• **Directions for this task**: Print the listing as it stands, omitting all images.

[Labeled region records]
━━━━━━━━━━━━━━━━━━━━━━━━━━━━━━
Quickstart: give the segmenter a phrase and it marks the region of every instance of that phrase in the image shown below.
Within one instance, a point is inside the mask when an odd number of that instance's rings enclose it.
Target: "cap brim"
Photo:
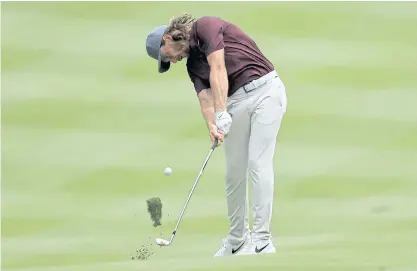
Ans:
[[[160,73],[164,73],[169,70],[171,66],[171,62],[163,62],[161,61],[161,53],[158,54],[158,71]]]

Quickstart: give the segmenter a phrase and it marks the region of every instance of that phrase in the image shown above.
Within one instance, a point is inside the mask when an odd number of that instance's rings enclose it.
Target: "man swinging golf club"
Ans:
[[[214,256],[275,253],[270,223],[276,138],[286,112],[285,86],[273,64],[236,25],[184,14],[156,27],[146,50],[158,71],[187,58],[212,142],[224,142],[230,230]],[[253,228],[249,229],[248,174]]]

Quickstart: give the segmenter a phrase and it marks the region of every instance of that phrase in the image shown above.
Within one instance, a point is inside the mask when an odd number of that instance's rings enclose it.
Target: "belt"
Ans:
[[[252,90],[268,83],[269,81],[271,81],[274,78],[277,78],[278,74],[277,72],[274,70],[256,80],[251,81],[250,83],[244,85],[242,88],[245,92],[251,92]]]

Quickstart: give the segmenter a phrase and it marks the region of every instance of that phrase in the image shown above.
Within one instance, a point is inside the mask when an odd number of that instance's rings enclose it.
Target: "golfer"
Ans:
[[[286,111],[274,65],[238,26],[217,17],[174,17],[156,27],[146,50],[164,73],[187,58],[210,138],[224,143],[230,230],[214,256],[275,253],[271,236],[274,153]],[[248,176],[253,227],[249,228]]]

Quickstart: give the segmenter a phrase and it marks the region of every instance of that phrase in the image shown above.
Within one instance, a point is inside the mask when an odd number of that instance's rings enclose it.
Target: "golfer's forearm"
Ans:
[[[226,68],[221,66],[211,68],[210,87],[213,96],[214,111],[226,111],[227,90],[229,88]]]
[[[201,113],[206,120],[207,128],[215,125],[213,97],[210,89],[203,90],[199,95]]]
[[[201,113],[203,114],[204,119],[206,120],[207,128],[210,128],[210,125],[215,125],[214,121],[214,107],[201,108]]]

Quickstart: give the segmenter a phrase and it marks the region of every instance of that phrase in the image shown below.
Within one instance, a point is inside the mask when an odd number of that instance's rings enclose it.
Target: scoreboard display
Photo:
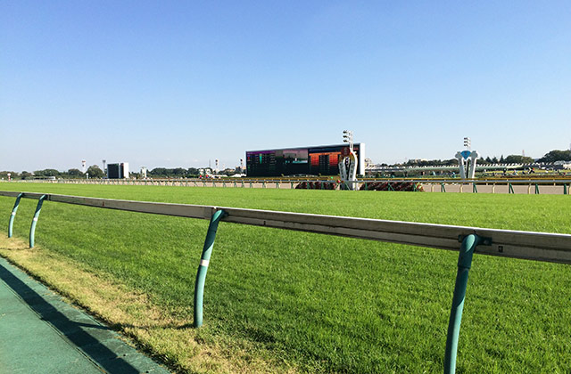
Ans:
[[[295,175],[337,175],[342,152],[347,144],[319,147],[284,148],[246,151],[248,176],[281,176]],[[359,158],[357,174],[365,174],[365,144],[355,143]]]

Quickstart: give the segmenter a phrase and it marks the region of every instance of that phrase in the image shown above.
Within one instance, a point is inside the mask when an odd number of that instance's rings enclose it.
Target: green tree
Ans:
[[[96,165],[92,165],[87,168],[87,174],[89,175],[89,178],[103,178],[103,171],[99,168]]]

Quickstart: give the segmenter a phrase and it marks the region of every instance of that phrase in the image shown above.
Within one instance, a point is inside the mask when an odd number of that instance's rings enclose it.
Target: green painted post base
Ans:
[[[14,202],[14,207],[12,208],[12,213],[10,214],[10,221],[8,222],[8,238],[12,238],[12,229],[14,225],[14,218],[16,217],[16,212],[18,211],[18,207],[20,207],[20,200],[21,199],[21,196],[23,193],[20,193],[16,198],[16,202]]]
[[[448,335],[446,337],[446,353],[444,354],[444,374],[456,372],[456,354],[458,353],[458,339],[460,332],[462,311],[464,309],[464,297],[468,286],[468,274],[472,266],[474,249],[480,244],[482,239],[476,235],[468,235],[462,240],[460,253],[458,258],[458,272],[456,274],[456,285],[452,297],[452,308],[448,322]]]
[[[203,248],[203,256],[201,256],[198,272],[196,272],[196,281],[194,282],[194,327],[199,328],[203,325],[203,299],[204,295],[204,282],[206,280],[206,272],[208,272],[208,264],[216,239],[216,231],[220,219],[227,213],[224,210],[215,212],[211,217],[211,224],[206,232],[206,240]]]
[[[44,200],[47,198],[47,195],[42,195],[37,200],[37,206],[36,206],[36,213],[34,213],[34,218],[32,218],[32,224],[29,227],[29,248],[34,248],[34,236],[36,234],[36,224],[39,218],[39,212],[42,210],[42,205]]]

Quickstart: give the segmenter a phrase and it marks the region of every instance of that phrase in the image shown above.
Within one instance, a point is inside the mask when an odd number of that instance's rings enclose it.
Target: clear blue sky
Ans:
[[[571,2],[0,0],[0,170],[571,142]]]

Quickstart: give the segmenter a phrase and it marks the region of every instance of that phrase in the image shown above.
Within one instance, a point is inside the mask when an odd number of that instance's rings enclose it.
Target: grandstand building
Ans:
[[[247,150],[246,174],[248,176],[337,175],[343,148],[348,148],[348,144]],[[364,175],[365,143],[355,143],[353,149],[359,158],[357,174]]]

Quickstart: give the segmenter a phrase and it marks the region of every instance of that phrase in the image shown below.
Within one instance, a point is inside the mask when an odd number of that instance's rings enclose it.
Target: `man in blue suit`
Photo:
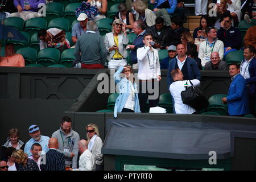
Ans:
[[[245,78],[250,93],[250,113],[256,117],[255,102],[256,100],[256,50],[253,45],[247,45],[243,50],[244,59],[241,64],[240,74]]]
[[[243,116],[249,113],[248,90],[245,78],[240,72],[240,65],[232,63],[229,65],[231,84],[227,97],[222,98],[224,104],[228,102],[229,115]]]

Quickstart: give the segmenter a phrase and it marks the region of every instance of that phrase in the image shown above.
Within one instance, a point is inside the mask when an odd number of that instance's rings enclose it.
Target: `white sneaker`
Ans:
[[[244,19],[248,23],[253,22],[253,21],[250,19],[249,15],[248,15],[247,14],[245,15]]]

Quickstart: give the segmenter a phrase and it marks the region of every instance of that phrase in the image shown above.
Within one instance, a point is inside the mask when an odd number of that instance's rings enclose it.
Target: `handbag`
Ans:
[[[181,100],[184,104],[186,104],[196,110],[200,110],[205,108],[209,105],[209,101],[204,93],[198,87],[195,87],[192,82],[189,80],[191,86],[188,86],[187,80],[185,88],[185,90],[180,93]]]

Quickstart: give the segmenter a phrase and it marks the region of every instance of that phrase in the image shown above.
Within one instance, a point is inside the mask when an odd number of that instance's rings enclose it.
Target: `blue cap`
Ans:
[[[39,130],[39,127],[35,125],[32,125],[31,126],[30,126],[30,127],[28,128],[28,132],[29,133],[32,133],[34,131],[38,131]]]

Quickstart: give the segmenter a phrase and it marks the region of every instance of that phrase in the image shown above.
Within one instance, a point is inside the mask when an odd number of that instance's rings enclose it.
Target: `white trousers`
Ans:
━━━━━━━━━━━━━━━━━━━━━━━━━━━━━━
• **Result**:
Quickstart: give the segmenter a phrase and it marks the region of every instance of that phrase in the image shown below.
Within one instance, a point is inside the mask when an odd number of that instance's rings enclose it.
Target: "cap brim"
Photo:
Ans:
[[[160,73],[164,73],[169,70],[171,66],[171,62],[163,62],[161,61],[161,53],[158,54],[158,71]]]

Quickstart: give the segmenter a phrase and it marks the region of every instance of that phrase in the image shown above.
Within one instance, a point is inside the mask when an odd number of that instance's rings enclose it.
Target: "man swinging golf club"
Ans:
[[[214,256],[275,253],[270,223],[276,138],[286,112],[285,86],[273,64],[236,25],[184,14],[156,27],[146,50],[158,71],[187,58],[212,142],[224,142],[230,230]],[[253,228],[249,229],[248,174]]]

Quickstart: give the segmenter a phrase and it marks the region of every instance of that phrase in the image shown above.
Within one instance, a point is inside the mask when an odd number of that instance's rings enclose it.
Target: "belt"
Ans:
[[[252,90],[268,83],[269,81],[271,81],[274,78],[277,78],[278,74],[277,72],[274,70],[256,80],[251,81],[250,83],[244,85],[242,88],[245,92],[251,92]]]

Quickstart: give the segmenter a phrase and it marks the region of every instance of that phrase in the image shown above.
Within one instance, a point is inside the mask when an odd number of that instance's rings enclose it.
Target: "golfer"
Ans:
[[[286,111],[274,65],[238,26],[217,17],[174,17],[156,27],[146,50],[164,73],[187,58],[210,138],[224,143],[230,230],[214,256],[275,253],[271,236],[274,153]],[[248,176],[253,227],[249,228]]]

Quickstart: give the segmenter a phrase and it marks the region of every instance of that phrase in the image shown above.
Within one instance, a point is inside the mask when an odd number of that instance's rings enclose it.
Target: "golfer's forearm"
Ans:
[[[226,68],[221,66],[211,68],[210,87],[213,96],[214,111],[226,111],[227,90],[229,88]]]
[[[201,113],[206,120],[207,128],[215,125],[213,97],[210,89],[203,90],[199,95]]]
[[[201,113],[203,114],[204,119],[206,120],[207,128],[210,128],[210,125],[215,125],[214,121],[214,107],[201,108]]]

Quickstart: give the segmenter a phrase and it marks the region of every instance of that phrase in the image shown below.
Within one instance, a point is inside the mask when an odd number of that instance's rings enclose it.
Target: scoreboard display
Photo:
Ans:
[[[295,175],[337,175],[342,152],[347,144],[319,147],[284,148],[246,151],[248,176],[281,176]],[[359,158],[357,174],[365,174],[365,144],[355,143]]]

Quickstart: give the segmenter a phrase and it marks the region of every instance of that phrase in the image shown above.
Within one instance, a point is inside the mask when an odd number of that instance's rings enclose it.
Target: green tree
Ans:
[[[96,165],[92,165],[87,168],[87,174],[89,175],[89,178],[103,178],[103,171],[99,168]]]

Quickstart: give the segmenter a phrase and it marks the region of every instance of that phrase in the image shown above.
Within one instance, a point is inside the mask when an odd number of that instance's rings enclose it.
Target: green painted post base
Ans:
[[[14,202],[14,207],[12,208],[12,213],[10,214],[10,221],[8,222],[8,238],[12,238],[12,229],[14,225],[14,218],[16,217],[16,212],[18,211],[18,207],[20,207],[20,200],[21,199],[21,196],[23,193],[20,193],[16,198],[16,202]]]
[[[448,335],[446,337],[446,353],[444,354],[444,374],[456,372],[456,354],[458,353],[458,339],[460,332],[462,311],[464,309],[464,297],[468,286],[468,274],[472,266],[474,249],[480,244],[482,239],[476,235],[468,235],[462,240],[460,253],[458,258],[458,272],[456,274],[456,285],[452,297],[452,308],[448,322]]]
[[[203,248],[203,256],[201,256],[198,272],[196,272],[196,281],[194,282],[194,327],[199,328],[203,325],[203,299],[204,295],[204,282],[206,280],[206,272],[208,272],[208,264],[216,239],[216,231],[220,219],[227,213],[224,210],[215,212],[211,217],[211,224],[206,232],[206,240]]]
[[[44,200],[47,198],[47,195],[42,195],[37,200],[37,206],[36,206],[36,213],[34,213],[34,218],[32,218],[32,224],[29,227],[29,248],[34,248],[34,236],[36,234],[36,224],[39,218],[39,212],[42,210],[42,205]]]

Quickstart: give the segmenter a phrase and it marks the region of every instance of that phrase in the image shown above.
Within one instance, a point is inside the mask when an odd number of that instance's rings enclose it.
Target: clear blue sky
Ans:
[[[571,2],[0,0],[0,170],[571,142]]]

Quickstart: give the segmenter a phrase and it marks the region of every instance of that phrase in the image shown above.
Within one instance, a point is inside the mask when an odd number of that instance's rings enclose it.
Target: grandstand building
Ans:
[[[247,150],[246,174],[248,176],[337,175],[343,148],[348,148],[348,144]],[[364,175],[365,143],[355,143],[353,149],[359,158],[357,174]]]

Quickstart: give the segmenter a phrase and it marks the region of every instance of that phrase in the image shown below.
Within one instance, a point is inside the mask when an odd number of that instance's rings enclose it.
Target: `man in blue suit`
Photo:
Ans:
[[[245,78],[250,93],[250,113],[256,117],[255,102],[256,100],[256,50],[253,45],[247,45],[243,50],[244,59],[241,64],[240,74]]]
[[[243,116],[249,113],[248,90],[245,78],[240,72],[240,65],[232,63],[229,65],[231,84],[227,97],[222,98],[224,104],[228,102],[229,115]]]

Quickstart: give the segmenter a phrase and it marks the region of every instance of that phrase in the image shown above.
Within one instance, a point is inside the mask when an odd number of that instance's rings enclose it.
Target: `white sneaker`
Ans:
[[[244,19],[248,23],[253,22],[253,21],[250,19],[249,15],[248,15],[247,14],[245,15]]]

Quickstart: give the segmenter a phrase and it marks the region of every instance of that phrase in the image shown above.
Within one instance, a point is inside the mask when an odd number of that instance's rings enclose it.
Target: `handbag`
Ans:
[[[181,100],[184,104],[186,104],[196,110],[200,110],[205,108],[209,105],[209,101],[204,93],[198,87],[195,87],[192,82],[189,80],[191,86],[188,86],[187,80],[185,88],[185,90],[180,93]]]

Quickstart: give the segmenter a phrase and it marks the region of every instance of that phrase in the image shown above.
Within one instance, a point is inside the mask when an odd number of that instance's rings enclose it.
Target: `blue cap`
Ans:
[[[39,130],[39,127],[35,125],[32,125],[31,126],[30,126],[30,127],[28,128],[28,132],[29,133],[32,133],[34,131],[38,131]]]

Quickstart: give the segmenter a phrase and it marks the region of every instance of that phrase in the image shown above.
Within one instance, a point is inside the mask when an odd number of that instance's rings enclose it.
Target: `white trousers`
Ans:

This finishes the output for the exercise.